> _Статья_:
__________
Кроме того, это позволит избежать дополнительных рисков, связанных со степенью присутствия православия, ислама, буддизма, иудаизма в предполагаемых сферах в различных (по национальному и религиозному составу населения; по уровню распространения и влияния религиозных организаций; по способности соседствовать друг с другом без конфронтации) регионах страны. Очередное ранжирование – в государственном, региональном и т.д. масштабе – неизбежно приведет к созданию «новых, теперь уже религиозных меньшинств» [1. С. 124]. Угрозу такого же характера таит в себе первичное деление религий на традиционные и нетрадиционные для России, если на базе этой градации закрепляется то, что одни обладают большим объемом прав, чем другие.
__________
> _Задание A_:
К чему, согласно статье, неизбежно приведет очередное ранжирование религий в государственном, региональном и т.д. масштабе?
> _Задание B_:
Допишите статью о положении религий в регионах России, начав сразу после ее последнего предложения.
Материалы, приведенные после статьи, с ней никак не связаны.

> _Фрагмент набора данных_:
__________
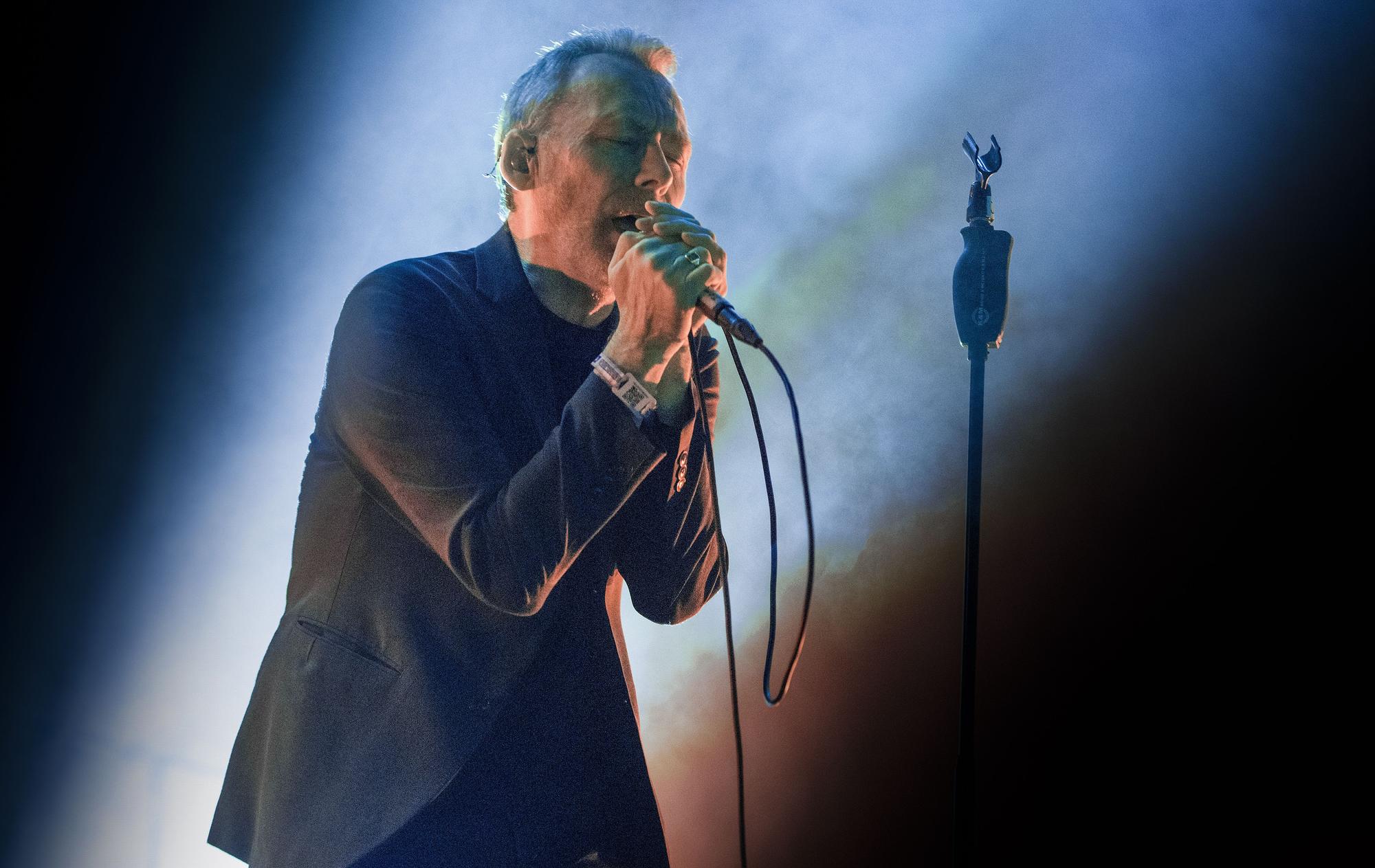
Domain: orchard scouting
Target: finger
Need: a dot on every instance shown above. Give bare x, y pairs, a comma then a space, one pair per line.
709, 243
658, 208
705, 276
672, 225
__________
> _Верный ответ A_:
К созданию «новых, теперь уже религиозных меньшинств».

> _Верный ответ B_:
Конечно, исторический опыт и политическая реальность дают множество более или менее эффективных примеров отношений церкви и государства: от США и Канады с практикой строгого разделения религии и государства до Ирландии, Норвегии и Англии с государственной поддержкой религии. Поиск Россией собственной рабочей модели – не исключение. Другое дело – плоскость, в которой предполагается наладить эффективное взаимодействие (не только церкви и государства, но религий между собой) и, главное, получить результат совместных усилий – укрепление «исторического государства», «государства-цивилизации, которое способно органично решать задачу интеграции различных этносов и конфессий» [14]. И здесь встает вопрос о консолидирующем потенциале российских традиционных (впрочем, и остальных) религий. Сложность в том, что специфика неизменных задач любой из религиозных общин по целому ряду критериев не совпадает с интересами полиэтничного государства в стремлении сохранить имеющееся разнообразие на своей территории и при этом не допустить его разгармонизации. Отсюда мы постоянно имеем дело с «магией цифр» в статистике российской религиозности, сталкиваемся с перманентной борьбой за ресурсы на местах и борьбой против доступа к таким ресурсам конкурирующих религиозных организаций и т.п.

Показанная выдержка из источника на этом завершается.